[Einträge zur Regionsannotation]
▬▬▬▬▬▬▬▬▬▬

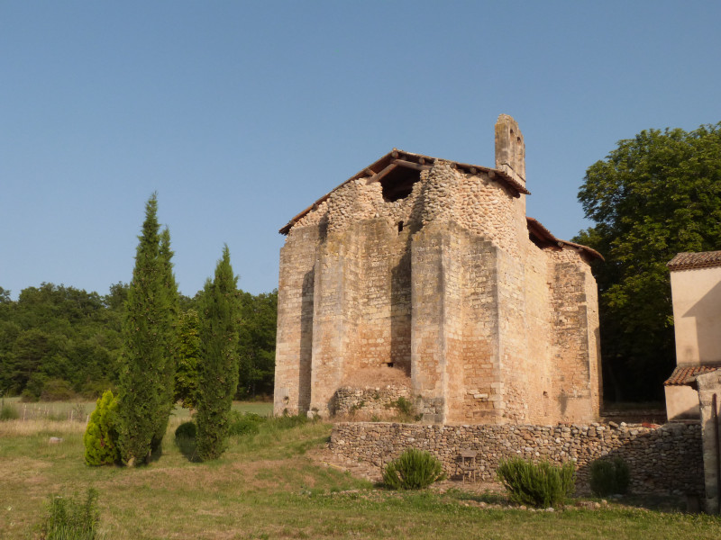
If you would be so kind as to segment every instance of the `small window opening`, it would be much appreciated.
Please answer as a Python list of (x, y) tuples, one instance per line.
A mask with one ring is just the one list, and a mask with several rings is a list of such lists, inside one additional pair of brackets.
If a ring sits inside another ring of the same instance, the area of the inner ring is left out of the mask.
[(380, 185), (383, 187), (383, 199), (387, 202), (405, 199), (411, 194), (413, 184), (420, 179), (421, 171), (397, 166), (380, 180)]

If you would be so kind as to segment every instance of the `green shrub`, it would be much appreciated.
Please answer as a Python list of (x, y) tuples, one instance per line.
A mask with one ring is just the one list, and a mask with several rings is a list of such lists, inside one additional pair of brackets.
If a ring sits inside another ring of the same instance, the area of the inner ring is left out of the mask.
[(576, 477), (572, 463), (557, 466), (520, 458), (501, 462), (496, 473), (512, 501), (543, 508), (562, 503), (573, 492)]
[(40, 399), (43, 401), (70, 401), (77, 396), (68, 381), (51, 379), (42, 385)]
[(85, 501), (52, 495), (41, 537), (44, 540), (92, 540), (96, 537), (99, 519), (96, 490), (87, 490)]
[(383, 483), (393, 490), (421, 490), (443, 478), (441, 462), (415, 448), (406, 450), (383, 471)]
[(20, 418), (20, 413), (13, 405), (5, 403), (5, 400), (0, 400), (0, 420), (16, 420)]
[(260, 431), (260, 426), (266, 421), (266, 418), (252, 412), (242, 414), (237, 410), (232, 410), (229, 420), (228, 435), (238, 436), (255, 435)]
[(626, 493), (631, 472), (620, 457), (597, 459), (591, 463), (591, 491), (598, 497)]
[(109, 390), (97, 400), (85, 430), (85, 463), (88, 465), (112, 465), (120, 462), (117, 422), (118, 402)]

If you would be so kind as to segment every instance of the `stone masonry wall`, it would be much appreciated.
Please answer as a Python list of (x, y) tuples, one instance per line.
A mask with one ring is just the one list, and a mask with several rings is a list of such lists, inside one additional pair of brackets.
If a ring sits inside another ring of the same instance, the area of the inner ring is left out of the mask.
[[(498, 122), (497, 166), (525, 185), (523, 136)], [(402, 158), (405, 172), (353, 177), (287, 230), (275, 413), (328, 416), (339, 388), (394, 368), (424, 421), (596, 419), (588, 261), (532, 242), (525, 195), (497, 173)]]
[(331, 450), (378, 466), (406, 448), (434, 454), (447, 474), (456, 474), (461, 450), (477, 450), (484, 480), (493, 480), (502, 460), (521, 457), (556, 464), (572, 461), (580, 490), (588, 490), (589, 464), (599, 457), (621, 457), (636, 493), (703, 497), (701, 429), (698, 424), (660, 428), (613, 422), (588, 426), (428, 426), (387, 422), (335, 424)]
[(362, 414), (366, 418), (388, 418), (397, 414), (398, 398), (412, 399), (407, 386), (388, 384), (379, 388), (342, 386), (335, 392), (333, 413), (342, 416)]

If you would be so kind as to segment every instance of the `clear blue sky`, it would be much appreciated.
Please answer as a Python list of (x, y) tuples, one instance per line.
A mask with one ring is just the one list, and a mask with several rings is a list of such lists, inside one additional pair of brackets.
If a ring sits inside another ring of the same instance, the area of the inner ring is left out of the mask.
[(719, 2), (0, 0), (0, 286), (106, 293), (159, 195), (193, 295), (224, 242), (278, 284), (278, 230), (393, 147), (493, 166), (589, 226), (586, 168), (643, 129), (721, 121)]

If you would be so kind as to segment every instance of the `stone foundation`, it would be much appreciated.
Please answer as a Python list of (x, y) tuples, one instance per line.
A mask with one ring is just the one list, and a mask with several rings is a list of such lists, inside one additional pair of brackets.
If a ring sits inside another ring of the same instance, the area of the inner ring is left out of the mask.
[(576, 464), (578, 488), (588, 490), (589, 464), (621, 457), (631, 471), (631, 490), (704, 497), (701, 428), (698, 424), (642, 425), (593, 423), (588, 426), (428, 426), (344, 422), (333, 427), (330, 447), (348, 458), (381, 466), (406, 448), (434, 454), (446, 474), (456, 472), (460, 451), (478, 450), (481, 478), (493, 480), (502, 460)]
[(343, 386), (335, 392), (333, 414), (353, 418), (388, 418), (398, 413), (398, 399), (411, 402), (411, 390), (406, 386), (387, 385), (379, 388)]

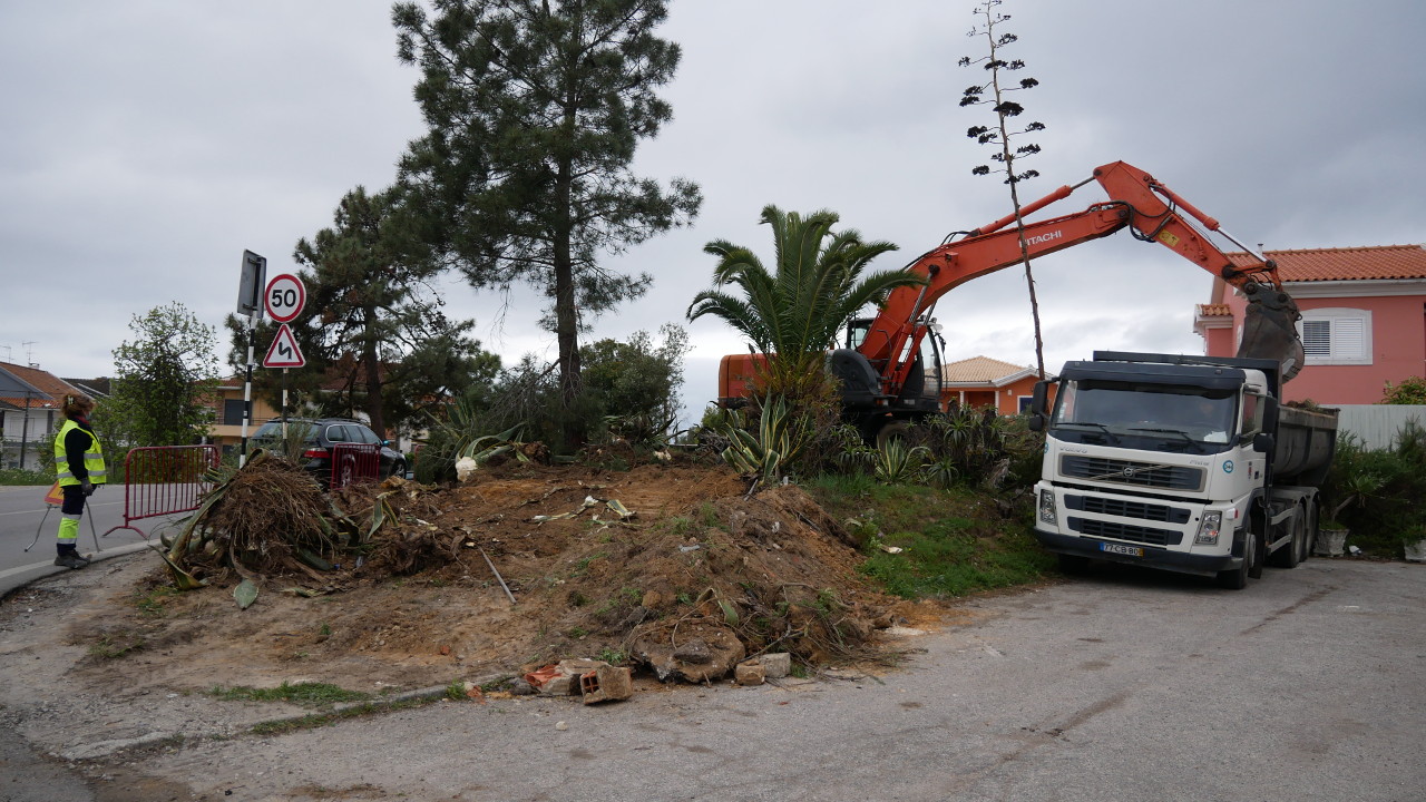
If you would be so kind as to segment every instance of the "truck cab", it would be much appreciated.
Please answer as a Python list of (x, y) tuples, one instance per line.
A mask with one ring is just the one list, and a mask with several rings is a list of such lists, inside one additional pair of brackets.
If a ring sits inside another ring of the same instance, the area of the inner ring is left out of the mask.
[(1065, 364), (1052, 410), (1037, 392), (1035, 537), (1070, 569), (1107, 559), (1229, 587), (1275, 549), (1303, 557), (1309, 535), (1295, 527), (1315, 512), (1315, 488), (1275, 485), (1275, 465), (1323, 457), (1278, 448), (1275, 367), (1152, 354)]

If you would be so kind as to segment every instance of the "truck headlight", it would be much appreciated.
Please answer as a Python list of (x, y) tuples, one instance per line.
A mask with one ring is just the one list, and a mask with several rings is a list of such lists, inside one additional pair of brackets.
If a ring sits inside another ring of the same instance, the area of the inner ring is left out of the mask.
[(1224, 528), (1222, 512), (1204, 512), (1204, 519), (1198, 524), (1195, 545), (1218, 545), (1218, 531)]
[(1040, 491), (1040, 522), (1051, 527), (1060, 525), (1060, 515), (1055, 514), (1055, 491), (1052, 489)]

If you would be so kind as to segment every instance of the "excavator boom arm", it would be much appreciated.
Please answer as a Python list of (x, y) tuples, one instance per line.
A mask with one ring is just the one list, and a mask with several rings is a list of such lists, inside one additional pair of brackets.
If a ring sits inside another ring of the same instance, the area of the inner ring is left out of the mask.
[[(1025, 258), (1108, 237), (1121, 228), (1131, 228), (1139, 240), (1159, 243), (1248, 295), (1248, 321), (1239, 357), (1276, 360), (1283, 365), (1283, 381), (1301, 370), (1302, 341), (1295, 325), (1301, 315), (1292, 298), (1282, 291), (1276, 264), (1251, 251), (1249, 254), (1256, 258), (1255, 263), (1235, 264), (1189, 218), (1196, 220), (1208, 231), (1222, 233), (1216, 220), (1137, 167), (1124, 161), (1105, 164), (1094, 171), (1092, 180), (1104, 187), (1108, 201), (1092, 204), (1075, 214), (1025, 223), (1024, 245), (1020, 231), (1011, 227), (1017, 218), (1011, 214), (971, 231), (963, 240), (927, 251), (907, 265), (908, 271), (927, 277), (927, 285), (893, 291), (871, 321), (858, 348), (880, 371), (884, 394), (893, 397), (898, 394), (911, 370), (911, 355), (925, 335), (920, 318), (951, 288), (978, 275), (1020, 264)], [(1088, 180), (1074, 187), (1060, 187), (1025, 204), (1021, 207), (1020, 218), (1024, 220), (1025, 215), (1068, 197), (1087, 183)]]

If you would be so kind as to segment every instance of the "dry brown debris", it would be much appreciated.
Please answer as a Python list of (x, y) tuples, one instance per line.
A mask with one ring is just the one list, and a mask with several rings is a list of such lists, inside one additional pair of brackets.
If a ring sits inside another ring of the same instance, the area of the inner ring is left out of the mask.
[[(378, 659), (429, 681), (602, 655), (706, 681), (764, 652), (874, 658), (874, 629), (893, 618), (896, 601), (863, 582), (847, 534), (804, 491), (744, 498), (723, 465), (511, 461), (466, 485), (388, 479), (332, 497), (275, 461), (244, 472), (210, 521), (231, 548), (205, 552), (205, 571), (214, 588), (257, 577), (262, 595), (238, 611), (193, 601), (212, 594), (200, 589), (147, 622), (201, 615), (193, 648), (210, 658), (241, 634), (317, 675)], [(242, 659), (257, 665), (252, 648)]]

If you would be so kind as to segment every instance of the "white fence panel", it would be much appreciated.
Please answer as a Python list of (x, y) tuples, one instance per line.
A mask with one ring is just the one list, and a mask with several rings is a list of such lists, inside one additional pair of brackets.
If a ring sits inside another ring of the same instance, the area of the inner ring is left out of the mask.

▬▬▬▬▬▬▬▬▬▬

- Anweisung
Kannst du alles vom Anfang der Datensätze bis hinunter zur Zeile mit "166), (380, 180)]" noch einmal wiedergeben und dabei "small window opening" gegen "narrow window opening" austauschen, ohne sonst etwas zu ändern? Lass die Bilder in der Antwort weg.

- Antwort unten
If you would be so kind as to segment every instance of the `narrow window opening`, it would be much appreciated.
Please answer as a Python list of (x, y) tuples, one instance per line.
A mask with one ring is just the one list, and a mask with several rings is a list of such lists, inside one additional pair of brackets.
If a ring sits inside another ring of the same instance, the area of the inner ring is left out of the mask.
[(380, 185), (383, 187), (383, 199), (387, 202), (405, 199), (411, 194), (413, 184), (420, 179), (421, 171), (397, 166), (380, 180)]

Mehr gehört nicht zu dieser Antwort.